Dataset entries
——

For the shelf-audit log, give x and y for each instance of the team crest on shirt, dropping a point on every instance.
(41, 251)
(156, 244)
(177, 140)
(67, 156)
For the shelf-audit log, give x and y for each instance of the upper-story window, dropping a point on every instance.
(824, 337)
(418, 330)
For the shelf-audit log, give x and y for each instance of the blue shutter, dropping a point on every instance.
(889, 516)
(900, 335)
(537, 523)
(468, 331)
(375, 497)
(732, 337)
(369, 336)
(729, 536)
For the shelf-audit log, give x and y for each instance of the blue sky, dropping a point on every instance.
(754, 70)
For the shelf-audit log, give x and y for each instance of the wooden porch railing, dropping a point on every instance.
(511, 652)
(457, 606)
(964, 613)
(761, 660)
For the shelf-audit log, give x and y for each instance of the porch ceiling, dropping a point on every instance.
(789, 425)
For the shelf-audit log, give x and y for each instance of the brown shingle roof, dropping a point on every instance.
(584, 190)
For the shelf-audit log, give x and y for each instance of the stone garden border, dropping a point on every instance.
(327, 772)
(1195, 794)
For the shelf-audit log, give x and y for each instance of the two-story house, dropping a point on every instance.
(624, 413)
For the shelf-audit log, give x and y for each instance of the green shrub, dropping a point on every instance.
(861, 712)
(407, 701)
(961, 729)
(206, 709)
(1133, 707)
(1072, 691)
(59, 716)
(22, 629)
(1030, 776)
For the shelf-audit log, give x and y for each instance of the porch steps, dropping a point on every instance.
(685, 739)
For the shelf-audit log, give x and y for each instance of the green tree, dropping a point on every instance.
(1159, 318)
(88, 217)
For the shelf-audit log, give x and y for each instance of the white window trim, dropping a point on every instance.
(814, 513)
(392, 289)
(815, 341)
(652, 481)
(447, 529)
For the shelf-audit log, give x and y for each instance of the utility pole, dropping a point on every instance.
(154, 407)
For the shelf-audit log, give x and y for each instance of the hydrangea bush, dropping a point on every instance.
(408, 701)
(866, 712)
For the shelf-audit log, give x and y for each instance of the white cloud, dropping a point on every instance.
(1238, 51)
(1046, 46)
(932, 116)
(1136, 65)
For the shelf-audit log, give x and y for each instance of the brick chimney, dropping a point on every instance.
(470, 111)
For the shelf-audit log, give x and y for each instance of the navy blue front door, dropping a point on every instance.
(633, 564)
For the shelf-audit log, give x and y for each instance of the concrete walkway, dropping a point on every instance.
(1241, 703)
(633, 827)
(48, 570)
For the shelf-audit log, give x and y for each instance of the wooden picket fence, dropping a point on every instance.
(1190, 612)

——

◆ PROBLEM TO SOLVE
Return exactly what appears in the records from the line with "house, dropping a point on every instance." through the final line, and nothing else.

◆ COMPLETED EXERCISE
For the shelf-audit log, give x and y for each instance of the two-story house, dropping a point on every instance.
(624, 413)
For the shelf-audit log, give x and y for each instance of the green shrub, dropping a point on every instance.
(861, 712)
(407, 701)
(961, 729)
(206, 709)
(1133, 707)
(1072, 691)
(59, 716)
(22, 629)
(1030, 776)
For the shelf-audit log, give x and y for each instance of the porch steps, dropping a point on every instance.
(685, 739)
For the shelf-audit log, give x and y for each instance of the green tree, dropping a point on every instance.
(1159, 318)
(88, 217)
For the shelf-audit log, give x and y for each instance of the white window trim, dropping a point on every instance.
(814, 513)
(392, 289)
(815, 341)
(652, 481)
(447, 529)
For the shelf-audit log, give x and y for each instance of the utility pole, dropping a point on every instance.
(154, 407)
For the shelf-audit log, give x and y for each instance of the hydrangea bush, dropping a point on every instance.
(408, 701)
(866, 712)
For the shelf-audit log, give x and y for each instance of the white cloud, dropping a point on every instance.
(1238, 51)
(1046, 46)
(932, 116)
(1136, 65)
For the shelf-audit log, give x and y for each instance of the brick chimney, dropping a point on every instance.
(470, 111)
For the shelf-audit log, give x and y for each instance of the navy blue front door, dropping a point on every instance.
(633, 564)
For the shelf-audit log, give x and y for each instance of the concrete walkway, dropping a point on every instance.
(1241, 703)
(633, 827)
(48, 570)
For the shelf-audit log, give x and y for each instance of the wooden picket fence, dropping a point on every instance.
(1190, 612)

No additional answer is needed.